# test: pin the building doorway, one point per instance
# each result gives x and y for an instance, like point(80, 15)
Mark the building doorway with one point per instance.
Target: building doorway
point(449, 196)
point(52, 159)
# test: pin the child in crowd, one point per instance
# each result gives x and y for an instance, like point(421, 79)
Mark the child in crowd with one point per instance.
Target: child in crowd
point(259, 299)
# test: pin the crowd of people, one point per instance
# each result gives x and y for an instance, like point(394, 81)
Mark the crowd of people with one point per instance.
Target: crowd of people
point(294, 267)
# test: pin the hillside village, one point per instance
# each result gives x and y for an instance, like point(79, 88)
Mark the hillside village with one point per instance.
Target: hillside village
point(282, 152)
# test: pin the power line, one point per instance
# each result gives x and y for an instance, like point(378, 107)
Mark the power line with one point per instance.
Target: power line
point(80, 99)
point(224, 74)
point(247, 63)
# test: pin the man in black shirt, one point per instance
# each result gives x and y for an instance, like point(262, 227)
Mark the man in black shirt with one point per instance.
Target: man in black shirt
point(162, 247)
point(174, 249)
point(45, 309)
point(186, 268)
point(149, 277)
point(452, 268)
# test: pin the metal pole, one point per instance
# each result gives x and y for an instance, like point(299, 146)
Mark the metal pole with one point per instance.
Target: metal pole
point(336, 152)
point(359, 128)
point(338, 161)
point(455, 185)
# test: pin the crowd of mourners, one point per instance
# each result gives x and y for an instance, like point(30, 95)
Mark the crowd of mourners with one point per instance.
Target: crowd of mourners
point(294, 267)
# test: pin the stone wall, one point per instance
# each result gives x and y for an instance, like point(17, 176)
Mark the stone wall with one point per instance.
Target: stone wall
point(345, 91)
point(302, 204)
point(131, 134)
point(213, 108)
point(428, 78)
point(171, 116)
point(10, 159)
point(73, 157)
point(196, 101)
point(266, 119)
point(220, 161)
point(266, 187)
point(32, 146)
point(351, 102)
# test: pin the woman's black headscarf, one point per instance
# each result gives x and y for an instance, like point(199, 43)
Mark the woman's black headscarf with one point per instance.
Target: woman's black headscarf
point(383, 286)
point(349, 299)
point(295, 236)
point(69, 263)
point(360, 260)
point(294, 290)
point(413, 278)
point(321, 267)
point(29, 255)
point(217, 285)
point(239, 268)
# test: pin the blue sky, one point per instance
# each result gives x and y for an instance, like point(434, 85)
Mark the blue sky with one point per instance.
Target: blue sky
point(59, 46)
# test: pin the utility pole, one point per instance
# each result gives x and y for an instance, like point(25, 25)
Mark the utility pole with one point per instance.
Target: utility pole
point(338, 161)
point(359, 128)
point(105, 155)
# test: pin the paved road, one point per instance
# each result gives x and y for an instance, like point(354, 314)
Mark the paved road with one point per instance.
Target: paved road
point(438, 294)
※ ※ ※
# [WHAT THE EXERCISE ASKS]
Scale the stretch from the line with "# test: pin the hillside" through the line with "point(282, 152)", both included, and give those lines again in full with the requests left as they are. Multiply every point coordinate in the answers by 1.6 and round to whole numbers, with halves going up.

# [OUTPUT FOR THIS TASK]
# test: pin the hillside village, one point per instance
# each result gives x and y for an instance, like point(79, 88)
Mark the hillside village with one point per instance.
Target: hillside village
point(451, 243)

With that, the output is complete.